_Problem requirements_
Where does the string "dark" occur in the records below? Copy every line that holds it.

_Dataset items_
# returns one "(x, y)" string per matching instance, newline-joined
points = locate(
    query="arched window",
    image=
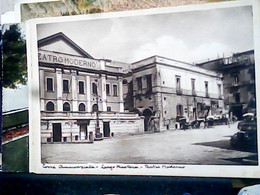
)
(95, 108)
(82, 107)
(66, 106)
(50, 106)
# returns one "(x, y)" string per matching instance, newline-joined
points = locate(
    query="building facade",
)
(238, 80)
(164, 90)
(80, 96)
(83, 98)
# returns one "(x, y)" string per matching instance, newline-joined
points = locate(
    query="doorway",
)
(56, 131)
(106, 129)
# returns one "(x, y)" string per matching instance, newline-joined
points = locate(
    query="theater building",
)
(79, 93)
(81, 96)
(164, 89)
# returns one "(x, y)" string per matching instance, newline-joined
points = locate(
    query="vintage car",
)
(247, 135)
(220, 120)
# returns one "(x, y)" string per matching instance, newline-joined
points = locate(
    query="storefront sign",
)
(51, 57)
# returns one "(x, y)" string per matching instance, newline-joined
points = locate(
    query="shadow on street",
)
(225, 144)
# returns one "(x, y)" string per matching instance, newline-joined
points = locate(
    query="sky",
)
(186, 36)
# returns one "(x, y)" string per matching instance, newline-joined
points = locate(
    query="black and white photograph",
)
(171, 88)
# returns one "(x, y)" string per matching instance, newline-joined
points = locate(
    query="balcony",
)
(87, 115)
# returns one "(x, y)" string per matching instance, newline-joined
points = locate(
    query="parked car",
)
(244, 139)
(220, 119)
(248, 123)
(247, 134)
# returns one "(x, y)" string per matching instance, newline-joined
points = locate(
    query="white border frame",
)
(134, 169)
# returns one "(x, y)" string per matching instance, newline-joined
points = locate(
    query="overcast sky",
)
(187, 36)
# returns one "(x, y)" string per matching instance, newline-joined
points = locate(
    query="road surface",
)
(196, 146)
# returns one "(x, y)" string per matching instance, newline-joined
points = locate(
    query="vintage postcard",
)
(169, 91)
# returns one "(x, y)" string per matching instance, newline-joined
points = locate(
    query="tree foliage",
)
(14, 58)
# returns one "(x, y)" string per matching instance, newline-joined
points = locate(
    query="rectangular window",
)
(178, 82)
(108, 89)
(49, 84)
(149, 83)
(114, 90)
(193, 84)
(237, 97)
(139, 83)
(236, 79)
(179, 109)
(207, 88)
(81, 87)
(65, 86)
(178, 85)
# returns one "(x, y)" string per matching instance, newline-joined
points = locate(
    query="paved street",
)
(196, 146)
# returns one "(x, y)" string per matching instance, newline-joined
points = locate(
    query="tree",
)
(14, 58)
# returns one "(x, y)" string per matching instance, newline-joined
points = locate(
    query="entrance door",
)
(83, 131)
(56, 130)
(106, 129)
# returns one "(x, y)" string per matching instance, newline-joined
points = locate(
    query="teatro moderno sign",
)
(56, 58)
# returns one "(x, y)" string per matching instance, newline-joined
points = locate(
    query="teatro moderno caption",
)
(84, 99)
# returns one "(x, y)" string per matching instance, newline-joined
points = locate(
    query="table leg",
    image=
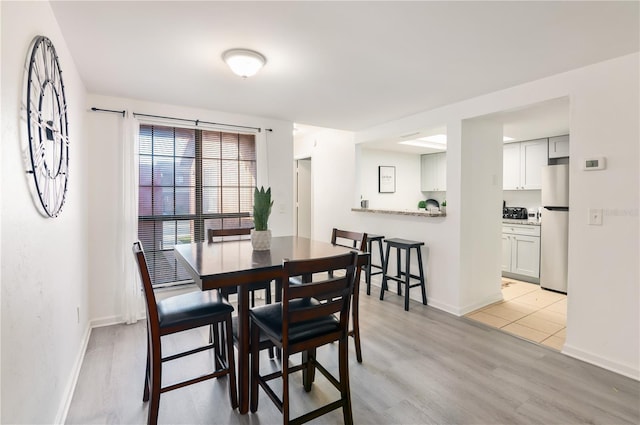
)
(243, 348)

...

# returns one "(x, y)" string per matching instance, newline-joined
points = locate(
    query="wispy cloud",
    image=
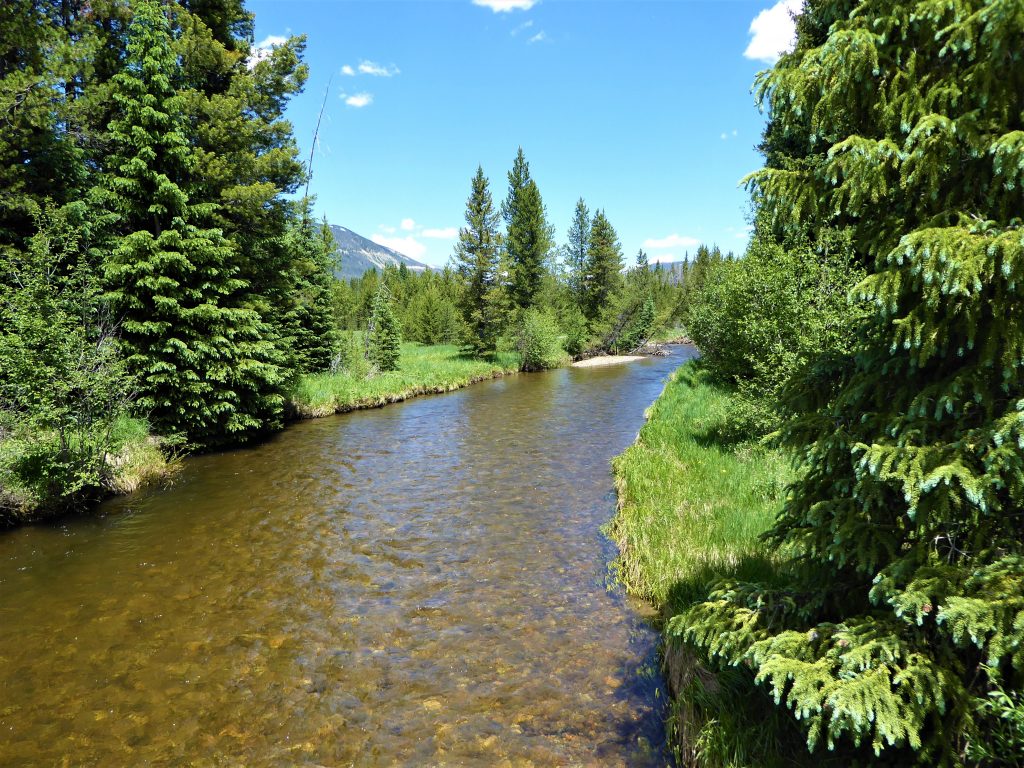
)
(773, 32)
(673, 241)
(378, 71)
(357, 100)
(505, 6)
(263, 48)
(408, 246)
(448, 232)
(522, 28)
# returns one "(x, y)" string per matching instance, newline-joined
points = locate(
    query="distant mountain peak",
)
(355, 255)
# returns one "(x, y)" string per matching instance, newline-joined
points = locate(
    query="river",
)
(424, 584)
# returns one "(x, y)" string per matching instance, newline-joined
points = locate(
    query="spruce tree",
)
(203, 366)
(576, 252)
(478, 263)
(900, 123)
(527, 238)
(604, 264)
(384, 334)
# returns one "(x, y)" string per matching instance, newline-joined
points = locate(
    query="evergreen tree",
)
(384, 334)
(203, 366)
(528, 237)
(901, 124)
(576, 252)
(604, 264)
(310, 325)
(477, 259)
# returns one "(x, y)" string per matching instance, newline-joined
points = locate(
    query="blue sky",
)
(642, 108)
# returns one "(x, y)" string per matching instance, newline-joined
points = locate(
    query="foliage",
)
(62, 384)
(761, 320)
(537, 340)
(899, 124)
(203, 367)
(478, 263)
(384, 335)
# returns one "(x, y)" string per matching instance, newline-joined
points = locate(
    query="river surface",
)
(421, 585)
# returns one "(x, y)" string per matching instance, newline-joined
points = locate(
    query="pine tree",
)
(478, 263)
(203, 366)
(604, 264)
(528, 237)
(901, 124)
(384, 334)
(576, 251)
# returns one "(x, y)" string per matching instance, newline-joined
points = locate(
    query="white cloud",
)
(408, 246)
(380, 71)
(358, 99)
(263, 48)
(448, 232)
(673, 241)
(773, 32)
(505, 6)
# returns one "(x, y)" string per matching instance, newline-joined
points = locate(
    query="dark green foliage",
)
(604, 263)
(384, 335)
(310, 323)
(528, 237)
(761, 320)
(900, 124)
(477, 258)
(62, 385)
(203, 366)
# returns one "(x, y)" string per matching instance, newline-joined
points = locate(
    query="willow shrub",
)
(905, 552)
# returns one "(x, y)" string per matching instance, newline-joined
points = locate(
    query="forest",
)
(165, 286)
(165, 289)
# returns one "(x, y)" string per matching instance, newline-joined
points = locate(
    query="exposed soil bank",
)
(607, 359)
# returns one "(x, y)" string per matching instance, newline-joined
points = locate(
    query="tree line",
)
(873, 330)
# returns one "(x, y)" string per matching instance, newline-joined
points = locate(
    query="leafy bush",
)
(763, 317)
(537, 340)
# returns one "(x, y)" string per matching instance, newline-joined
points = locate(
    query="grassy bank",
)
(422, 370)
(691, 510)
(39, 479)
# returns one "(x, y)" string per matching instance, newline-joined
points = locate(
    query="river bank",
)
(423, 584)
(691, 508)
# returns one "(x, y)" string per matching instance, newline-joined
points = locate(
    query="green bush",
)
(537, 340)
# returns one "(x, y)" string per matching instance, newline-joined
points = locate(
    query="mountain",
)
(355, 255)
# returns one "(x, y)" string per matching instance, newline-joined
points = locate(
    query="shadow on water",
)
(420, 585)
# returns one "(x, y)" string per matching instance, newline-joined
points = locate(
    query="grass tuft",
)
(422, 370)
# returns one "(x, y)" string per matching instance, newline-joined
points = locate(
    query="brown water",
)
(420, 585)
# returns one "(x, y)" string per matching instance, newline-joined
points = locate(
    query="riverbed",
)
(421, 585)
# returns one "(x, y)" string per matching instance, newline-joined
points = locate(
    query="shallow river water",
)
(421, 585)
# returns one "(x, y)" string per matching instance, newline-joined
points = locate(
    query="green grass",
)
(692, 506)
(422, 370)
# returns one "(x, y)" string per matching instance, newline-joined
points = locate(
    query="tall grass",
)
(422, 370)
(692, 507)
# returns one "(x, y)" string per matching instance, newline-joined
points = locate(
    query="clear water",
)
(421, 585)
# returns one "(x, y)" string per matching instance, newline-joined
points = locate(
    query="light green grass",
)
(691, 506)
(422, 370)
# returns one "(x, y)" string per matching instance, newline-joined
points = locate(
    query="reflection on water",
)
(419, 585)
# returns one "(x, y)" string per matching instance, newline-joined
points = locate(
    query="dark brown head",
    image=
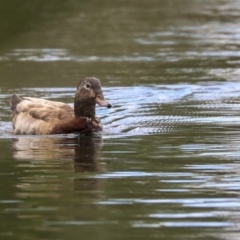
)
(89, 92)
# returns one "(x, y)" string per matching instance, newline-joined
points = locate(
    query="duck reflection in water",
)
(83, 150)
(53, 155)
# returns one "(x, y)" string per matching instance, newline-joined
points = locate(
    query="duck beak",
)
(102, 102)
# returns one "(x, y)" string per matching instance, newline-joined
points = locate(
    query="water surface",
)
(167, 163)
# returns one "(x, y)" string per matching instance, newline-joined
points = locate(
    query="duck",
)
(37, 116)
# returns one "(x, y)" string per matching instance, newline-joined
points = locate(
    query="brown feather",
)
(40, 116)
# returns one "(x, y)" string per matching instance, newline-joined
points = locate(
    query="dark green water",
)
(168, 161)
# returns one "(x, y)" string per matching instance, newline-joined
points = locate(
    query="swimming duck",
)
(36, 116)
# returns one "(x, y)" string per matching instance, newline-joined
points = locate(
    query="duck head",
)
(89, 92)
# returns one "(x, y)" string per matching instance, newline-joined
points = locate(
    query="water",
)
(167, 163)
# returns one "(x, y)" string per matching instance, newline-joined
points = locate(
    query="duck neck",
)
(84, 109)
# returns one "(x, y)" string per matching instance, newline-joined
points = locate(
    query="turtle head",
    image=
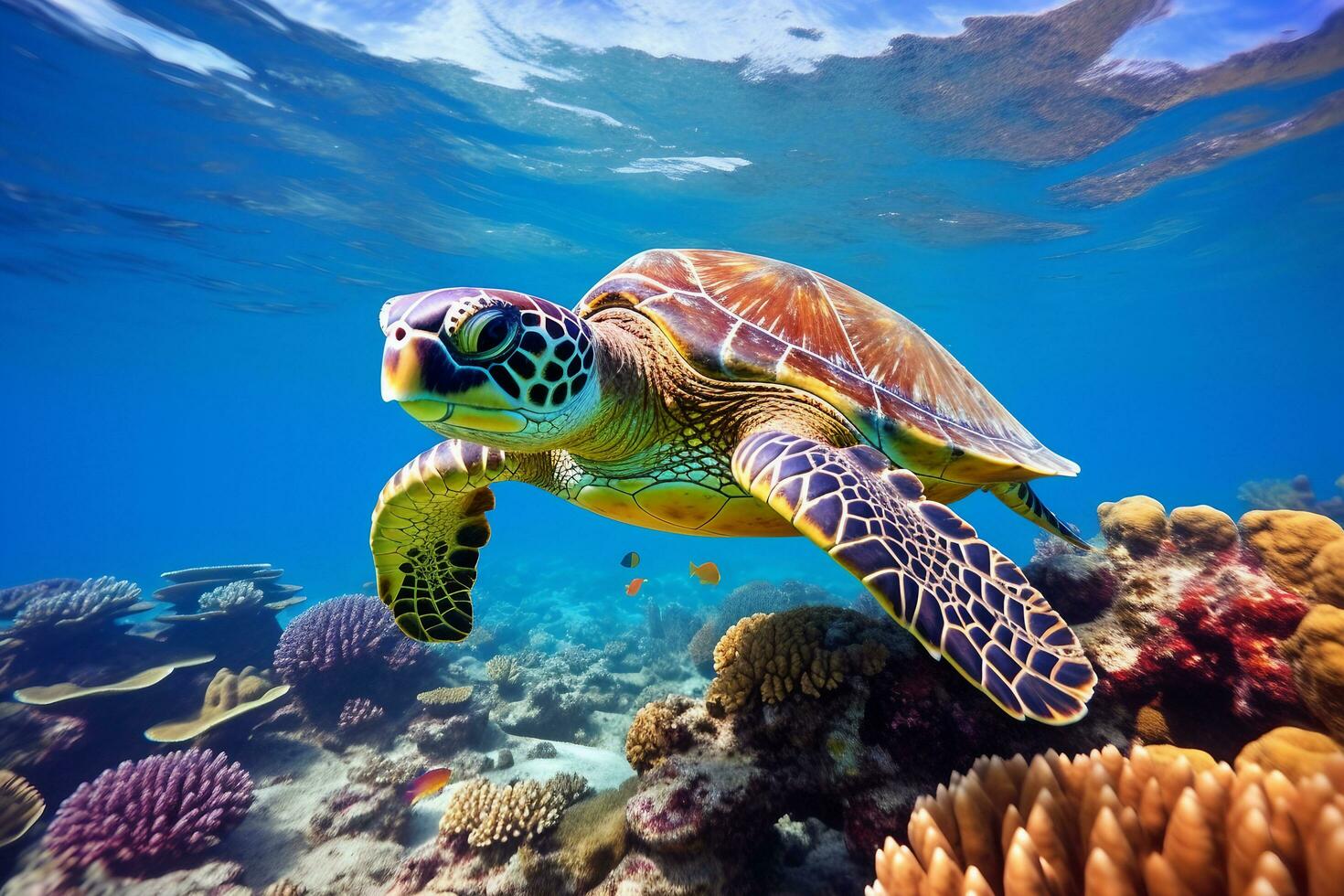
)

---

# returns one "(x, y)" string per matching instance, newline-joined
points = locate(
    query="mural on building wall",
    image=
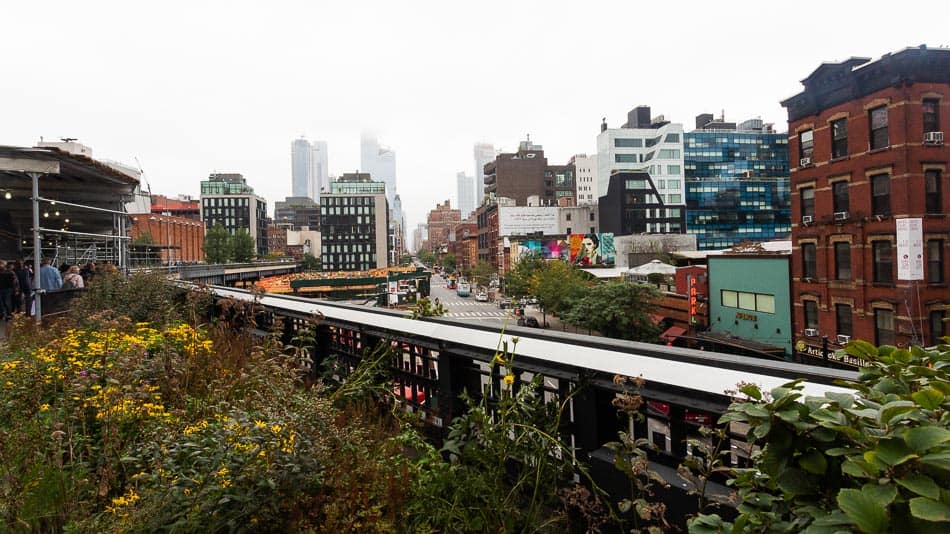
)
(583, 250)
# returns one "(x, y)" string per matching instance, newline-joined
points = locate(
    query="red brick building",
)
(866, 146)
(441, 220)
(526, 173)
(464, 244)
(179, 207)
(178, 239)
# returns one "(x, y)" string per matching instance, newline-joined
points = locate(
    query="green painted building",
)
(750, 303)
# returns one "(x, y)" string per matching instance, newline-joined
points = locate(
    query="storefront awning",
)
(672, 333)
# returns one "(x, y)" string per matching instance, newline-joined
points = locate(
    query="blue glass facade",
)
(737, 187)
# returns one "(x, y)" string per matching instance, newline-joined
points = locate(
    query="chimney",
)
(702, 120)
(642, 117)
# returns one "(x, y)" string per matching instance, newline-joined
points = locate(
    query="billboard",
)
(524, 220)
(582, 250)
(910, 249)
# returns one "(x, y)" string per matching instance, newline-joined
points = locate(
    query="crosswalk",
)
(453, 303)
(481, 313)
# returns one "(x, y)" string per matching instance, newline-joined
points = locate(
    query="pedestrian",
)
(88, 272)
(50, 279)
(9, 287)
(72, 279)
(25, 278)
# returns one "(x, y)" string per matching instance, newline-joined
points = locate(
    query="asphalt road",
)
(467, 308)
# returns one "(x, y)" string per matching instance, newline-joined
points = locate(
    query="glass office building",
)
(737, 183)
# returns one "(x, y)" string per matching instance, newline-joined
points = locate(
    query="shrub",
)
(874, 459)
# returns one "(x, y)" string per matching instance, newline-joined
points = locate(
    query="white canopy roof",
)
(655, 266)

_Finished task_
    query="dark green foliage",
    query="dark brown head",
    query="dark green water",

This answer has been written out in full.